WORK REQUIRED:
Transcribe the records in full; omit images.

_____

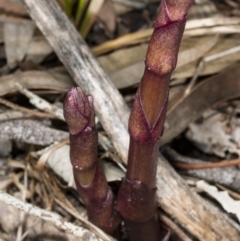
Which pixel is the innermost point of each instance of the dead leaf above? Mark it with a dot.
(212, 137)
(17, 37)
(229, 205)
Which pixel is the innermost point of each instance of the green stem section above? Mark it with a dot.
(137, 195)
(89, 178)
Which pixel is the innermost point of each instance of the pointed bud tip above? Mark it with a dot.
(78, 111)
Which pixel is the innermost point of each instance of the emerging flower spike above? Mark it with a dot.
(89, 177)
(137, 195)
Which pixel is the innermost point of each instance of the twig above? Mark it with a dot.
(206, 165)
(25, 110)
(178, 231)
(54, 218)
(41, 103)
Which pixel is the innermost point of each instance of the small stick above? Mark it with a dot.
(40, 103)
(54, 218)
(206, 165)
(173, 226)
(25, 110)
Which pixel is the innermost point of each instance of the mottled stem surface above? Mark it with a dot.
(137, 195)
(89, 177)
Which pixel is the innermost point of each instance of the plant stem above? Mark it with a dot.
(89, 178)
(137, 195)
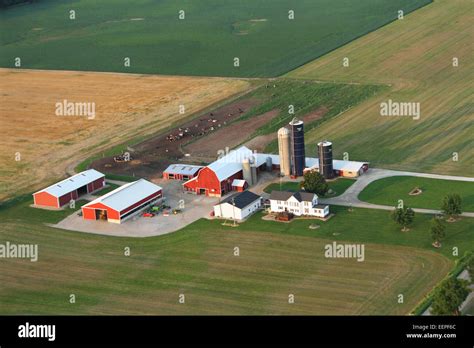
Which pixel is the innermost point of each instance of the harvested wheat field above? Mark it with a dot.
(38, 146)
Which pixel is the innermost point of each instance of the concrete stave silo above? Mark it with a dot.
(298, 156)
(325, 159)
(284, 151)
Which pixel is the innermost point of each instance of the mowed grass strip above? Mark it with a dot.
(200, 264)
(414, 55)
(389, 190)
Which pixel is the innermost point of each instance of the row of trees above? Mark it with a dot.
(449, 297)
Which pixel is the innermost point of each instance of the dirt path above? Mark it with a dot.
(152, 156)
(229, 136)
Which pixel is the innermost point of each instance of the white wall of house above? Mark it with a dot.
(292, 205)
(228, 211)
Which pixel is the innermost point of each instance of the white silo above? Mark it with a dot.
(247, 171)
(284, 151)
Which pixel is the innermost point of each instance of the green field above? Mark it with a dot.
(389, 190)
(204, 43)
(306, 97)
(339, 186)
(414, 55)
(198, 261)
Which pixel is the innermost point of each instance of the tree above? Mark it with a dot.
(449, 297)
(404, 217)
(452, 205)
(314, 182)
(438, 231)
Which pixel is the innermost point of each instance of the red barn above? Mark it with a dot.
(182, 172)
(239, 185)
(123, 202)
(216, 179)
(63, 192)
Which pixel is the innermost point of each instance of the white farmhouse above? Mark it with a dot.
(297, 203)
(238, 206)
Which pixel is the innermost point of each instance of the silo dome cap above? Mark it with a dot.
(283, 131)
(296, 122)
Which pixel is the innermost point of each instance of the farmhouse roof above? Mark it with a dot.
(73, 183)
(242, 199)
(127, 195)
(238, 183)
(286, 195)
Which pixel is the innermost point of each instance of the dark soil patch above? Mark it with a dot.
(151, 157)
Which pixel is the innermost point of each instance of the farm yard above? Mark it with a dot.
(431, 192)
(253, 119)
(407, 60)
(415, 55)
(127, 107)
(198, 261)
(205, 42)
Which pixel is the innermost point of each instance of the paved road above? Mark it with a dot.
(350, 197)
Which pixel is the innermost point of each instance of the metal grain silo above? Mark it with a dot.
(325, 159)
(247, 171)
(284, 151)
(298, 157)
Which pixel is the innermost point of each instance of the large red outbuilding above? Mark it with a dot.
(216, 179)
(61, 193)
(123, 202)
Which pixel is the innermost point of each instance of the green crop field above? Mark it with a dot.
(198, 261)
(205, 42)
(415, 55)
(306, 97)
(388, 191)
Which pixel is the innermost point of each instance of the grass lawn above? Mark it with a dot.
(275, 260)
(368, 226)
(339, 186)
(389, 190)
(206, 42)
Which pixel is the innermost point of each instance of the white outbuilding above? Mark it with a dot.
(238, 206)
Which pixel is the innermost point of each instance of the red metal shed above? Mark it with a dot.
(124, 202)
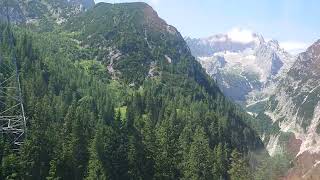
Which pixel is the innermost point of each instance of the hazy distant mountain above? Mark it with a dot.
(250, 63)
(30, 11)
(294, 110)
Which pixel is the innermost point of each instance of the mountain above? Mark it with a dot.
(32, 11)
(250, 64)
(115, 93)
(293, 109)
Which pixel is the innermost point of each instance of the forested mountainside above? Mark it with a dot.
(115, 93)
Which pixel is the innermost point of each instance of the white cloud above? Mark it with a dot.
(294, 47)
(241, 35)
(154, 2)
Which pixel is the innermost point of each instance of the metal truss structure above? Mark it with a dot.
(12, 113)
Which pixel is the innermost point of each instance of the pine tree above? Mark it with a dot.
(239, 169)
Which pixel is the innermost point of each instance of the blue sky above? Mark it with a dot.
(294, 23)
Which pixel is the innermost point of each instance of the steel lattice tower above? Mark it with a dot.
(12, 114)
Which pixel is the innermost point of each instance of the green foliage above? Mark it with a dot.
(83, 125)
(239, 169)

_____

WRITTEN RESPONSE:
Which pixel is the innermost point of each instance of the dead leaf above? Mark it with a dot.
(212, 137)
(17, 37)
(229, 205)
Which pixel is the innermost point of each instance of the green stem section above? Mark it with a dot.
(137, 195)
(89, 178)
Which pixel is the innermost point of each instance of the pointed bud tip above? Mark it with a dot.
(78, 111)
Which pixel is the innermost point of each instance of the emerging flower spike above? Mark it with a dot.
(89, 177)
(137, 195)
Which pixel is the innermost point of each instance of the twig above? Mark it with a dot.
(206, 165)
(25, 110)
(178, 231)
(54, 218)
(41, 103)
Which pixel is the innermost point of each instance of the small stick above? Mark it with a dot.
(40, 103)
(54, 218)
(206, 165)
(173, 226)
(25, 110)
Which pixel is the innermost point of each instance of the mottled stem surface above? Mark it with a dot.
(137, 195)
(89, 177)
Which pixel is the innermost point of each instance of the plant stem above? Mark it with a dot.
(89, 178)
(137, 195)
Which pixel is the innermost point of each instance of the harvested wheat field above? Mark it with a dot.
(38, 146)
Which pixel is the innermost point of each instance of the concrete stave silo above? Mark it with a dot.
(298, 156)
(325, 159)
(284, 151)
Which pixel is the innermost point of each instance of the mowed grass strip above? Mark it with a dot.
(200, 264)
(414, 55)
(389, 190)
Which pixel is the innermost point of each instance of the row of trees above? Mark it with a dot.
(449, 297)
Which pixel is the innermost point of each instance of the dirt path above? Mark it with a dot.
(152, 156)
(229, 136)
Which pixel is the innermost point of each instance of the white wall of house above? Mark it with a dot.
(292, 205)
(228, 211)
Which pixel is the innermost point of each instance of the white silo above? Mark it with a dot.
(247, 171)
(284, 151)
Which pixel is the innermost point of each instance of the green field above? Mark it with a dot.
(389, 190)
(204, 43)
(306, 97)
(339, 186)
(414, 55)
(198, 261)
Which pixel is the innermost point of each instance of the tree above? Mark it with a dot.
(449, 297)
(404, 217)
(452, 205)
(314, 182)
(438, 231)
Which pixel is the innermost point of each instance of the red barn above? Mark it with a dot.
(182, 172)
(239, 185)
(123, 202)
(216, 179)
(63, 192)
Which pixel is the innermost point of each instance of the white farmhouse above? Mark it with a dot.
(297, 203)
(238, 206)
Which pixel is the innermost point of each instance of the silo dome cap above? Mark it with a dot.
(283, 131)
(296, 122)
Which pixel is the innermost point of each instance of the farmhouse roof above? Mark it with a dot.
(73, 183)
(242, 199)
(127, 195)
(238, 183)
(286, 195)
Which pixel is the innermost point of each instance of the dark soil patch above? Mark it with a dot.
(151, 157)
Which pixel is the innermost point of each instance of the farm yard above? Mark it with a dot.
(431, 192)
(253, 119)
(407, 60)
(415, 55)
(127, 107)
(198, 261)
(205, 42)
Which pixel is the innermost point of each instance of the paved road above? Mark it with a dot.
(350, 197)
Which pixel is the innermost point of each instance of the metal grain silo above? Mark it with a dot.
(325, 159)
(247, 171)
(284, 151)
(298, 157)
Which pixel is the innermost point of each instance of the large red outbuilding above? Mark it with a dot.
(216, 179)
(61, 193)
(123, 202)
Which pixel is the innermost point of each instance of the green crop field above? Mark it with a dot.
(198, 261)
(205, 42)
(415, 55)
(306, 97)
(388, 191)
Which pixel is the innermost point of each instance of the grass lawn above? Mark it with a dot.
(275, 260)
(368, 226)
(339, 186)
(389, 190)
(206, 42)
Which pixel is the innermost point of each instance of the white outbuilding above? Mark it with a dot.
(238, 206)
Which pixel is the innermost point of each instance of the red metal shed above? Mark it with a dot.
(124, 202)
Which pixel is the innermost point of each instance of the hazy distant mountain above? Mark it with a dot.
(250, 63)
(30, 11)
(294, 110)
Which pixel is the innermost point of each instance of the mountain above? Mark it with a dot.
(32, 11)
(250, 64)
(115, 93)
(293, 109)
Which pixel is the innermost point of each instance of the forested mountainside above? Mark it with a dot.
(115, 93)
Which pixel is the innermost point of each instance of the white cloud above? Mark it with a dot.
(294, 47)
(241, 35)
(154, 2)
Which pixel is the innermost point of each instance of the metal truss structure above? Mark it with a dot.
(12, 113)
Which pixel is the innermost point of each instance of the pine tree above? Mark it with a dot.
(239, 169)
Which pixel is the innermost point of each instance of the blue sky above? Mark it with a dot.
(294, 23)
Which pixel is the innermost point of each instance of the steel lattice tower above? Mark it with a dot.
(12, 114)
Which pixel is the innermost point of each instance of the green foliage above? Mark it with a dot.
(83, 125)
(239, 169)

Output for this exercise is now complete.